**Extracted information**:

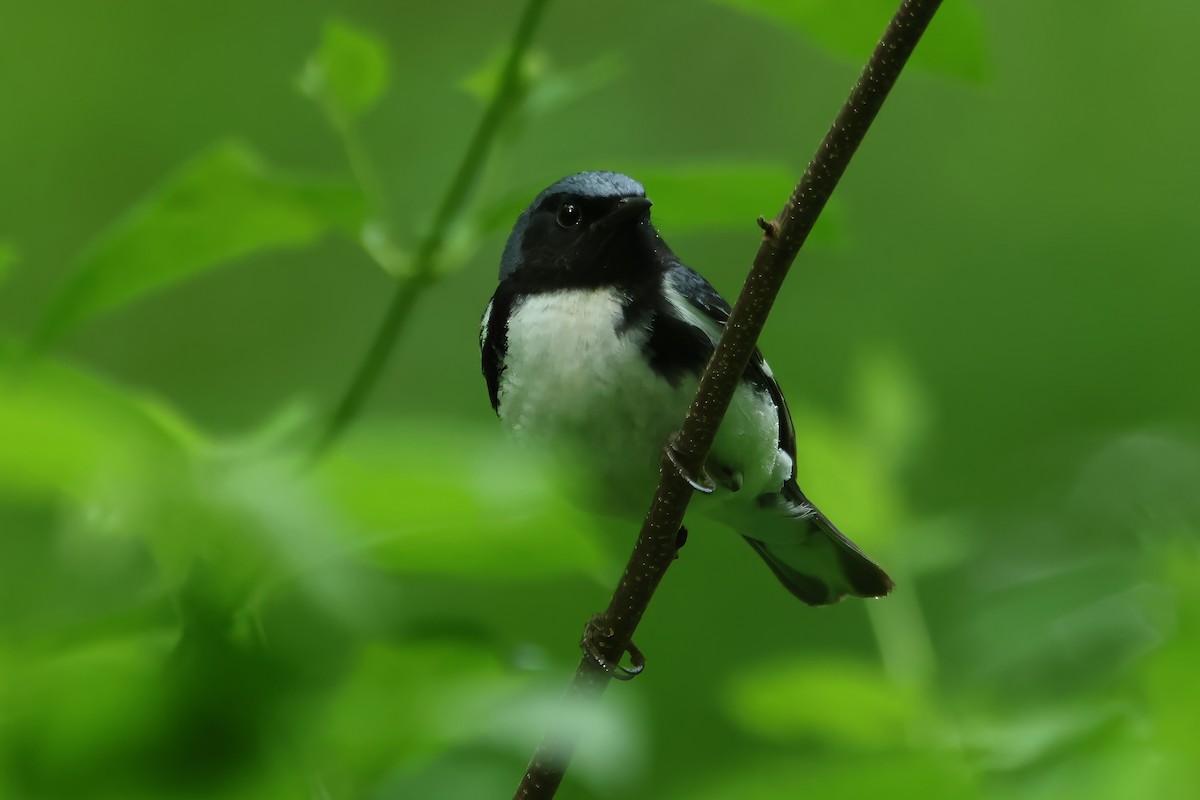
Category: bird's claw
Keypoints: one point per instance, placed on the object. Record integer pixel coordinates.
(701, 482)
(598, 629)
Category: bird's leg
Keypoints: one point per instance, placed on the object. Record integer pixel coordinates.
(597, 630)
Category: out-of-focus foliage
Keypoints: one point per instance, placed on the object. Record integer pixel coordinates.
(223, 205)
(990, 374)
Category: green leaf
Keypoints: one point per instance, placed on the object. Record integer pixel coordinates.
(438, 499)
(9, 258)
(831, 699)
(544, 86)
(727, 196)
(223, 205)
(69, 433)
(923, 774)
(954, 46)
(348, 73)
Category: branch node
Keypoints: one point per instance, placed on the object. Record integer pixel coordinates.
(593, 632)
(769, 227)
(697, 479)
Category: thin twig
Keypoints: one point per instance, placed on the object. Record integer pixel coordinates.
(420, 275)
(781, 241)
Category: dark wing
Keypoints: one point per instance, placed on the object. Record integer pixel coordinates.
(703, 298)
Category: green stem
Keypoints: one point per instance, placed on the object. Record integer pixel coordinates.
(453, 203)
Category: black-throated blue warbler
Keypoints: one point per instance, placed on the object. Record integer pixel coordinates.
(593, 346)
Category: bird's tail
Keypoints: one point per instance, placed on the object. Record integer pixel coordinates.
(815, 560)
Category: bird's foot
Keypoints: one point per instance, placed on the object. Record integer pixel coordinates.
(699, 481)
(598, 630)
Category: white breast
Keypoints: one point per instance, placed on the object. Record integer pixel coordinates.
(576, 385)
(573, 382)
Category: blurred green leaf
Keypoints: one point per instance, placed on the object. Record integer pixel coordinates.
(67, 432)
(454, 500)
(955, 44)
(916, 774)
(891, 405)
(826, 699)
(729, 197)
(348, 72)
(223, 205)
(9, 258)
(544, 85)
(1017, 741)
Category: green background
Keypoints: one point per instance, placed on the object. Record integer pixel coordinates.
(989, 344)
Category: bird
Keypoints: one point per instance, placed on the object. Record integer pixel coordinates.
(592, 349)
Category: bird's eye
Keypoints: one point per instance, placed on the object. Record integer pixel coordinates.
(569, 215)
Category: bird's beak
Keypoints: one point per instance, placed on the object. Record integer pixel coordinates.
(629, 209)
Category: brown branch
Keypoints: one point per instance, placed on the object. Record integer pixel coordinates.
(783, 239)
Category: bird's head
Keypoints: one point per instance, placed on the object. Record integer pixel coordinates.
(581, 230)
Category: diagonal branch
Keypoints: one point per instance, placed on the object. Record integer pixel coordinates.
(421, 274)
(781, 241)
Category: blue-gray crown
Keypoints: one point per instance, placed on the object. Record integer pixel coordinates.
(592, 185)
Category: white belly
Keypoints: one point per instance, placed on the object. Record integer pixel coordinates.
(576, 388)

**Task prompt**: Could you give the material above again, exactly and without its pictures?

**Result of this exercise**:
Category: bird's claw
Keypoints: one point per instance, placed on the object. Record integer pixel coordinates.
(701, 482)
(598, 629)
Category: bird's leg
Keypoints: one point per instance, placed on the object. Record integer pixel coordinates.
(597, 630)
Category: out-of-focus foliage
Keypoints: one point per instance, placed on the object. Record integer pixel coordinates.
(223, 205)
(990, 374)
Category: green leaf
Keypoints: one point per instance, placed on the object. Record integer pixel coordinates.
(438, 499)
(9, 258)
(831, 699)
(544, 86)
(727, 196)
(223, 205)
(69, 433)
(923, 774)
(954, 46)
(348, 73)
Category: branch node
Keypoints: one point per instance, placed on the object. Record integer pixel coordinates.
(593, 632)
(769, 227)
(697, 479)
Category: thin twig
Keypoints: one point per instance, placed on the object. Record integer pixel coordinates.
(420, 275)
(781, 241)
Category: dark wing
Keypoints: one point per instance, placed on the object. Record integer pixel coordinates.
(703, 298)
Category: green stem
Keypoints: one point per instance, placed on the object. Record integer pixel coordinates.
(453, 203)
Category: black-throated blue warbler
Keypoints: one point per instance, placed on the object. Record integer pixel coordinates.
(593, 346)
Category: bird's tail
Keypoints: one point per instance, placed on the object. Record integer pixel coordinates.
(815, 560)
Category: bird's foot
Keypoints: one point per instance, placed on the object. Record integer pixel coordinates.
(699, 481)
(598, 630)
Category: white breast
Keypoints: one point per instance, placed on the object. Record integer pixel coordinates.
(576, 385)
(573, 382)
Category: blurred green leaf
Keypoints: one point per instance, placed on the object. Record integer pixel coordinates.
(67, 432)
(454, 500)
(955, 44)
(916, 774)
(891, 405)
(826, 699)
(729, 197)
(348, 72)
(223, 205)
(9, 258)
(544, 85)
(1017, 741)
Category: green background
Keypoints: one point per instance, placed on the object. Record integer pixel coordinates.
(989, 344)
Category: bird
Keypoints: one point per instance, placed on the object. Record integer pixel coordinates.
(592, 349)
Category: bird's eye
Keypoints: one point per instance, placed on the object. Record integer pixel coordinates.
(569, 215)
Category: bird's beak
Keypoints: one point per instance, placed on the object. Record integer pixel coordinates.
(629, 209)
Category: brown branch
Keypoints: one point per instance, placed on the object. Record integer pixel coordinates.
(783, 239)
Category: bird's head
Keypoints: one point per instance, placed on the object. Record integer pixel coordinates.
(581, 230)
Category: diagonal branch
Keypoints: one point per instance, placed on the object. Record integer pixel coordinates.
(421, 274)
(781, 241)
Category: blue-gray crown
Keypoints: one point per instance, placed on the object. Record integer pixel coordinates.
(592, 185)
Category: white belly
Keypoints: one point per instance, placed on the object. Record integer pixel coordinates.
(576, 388)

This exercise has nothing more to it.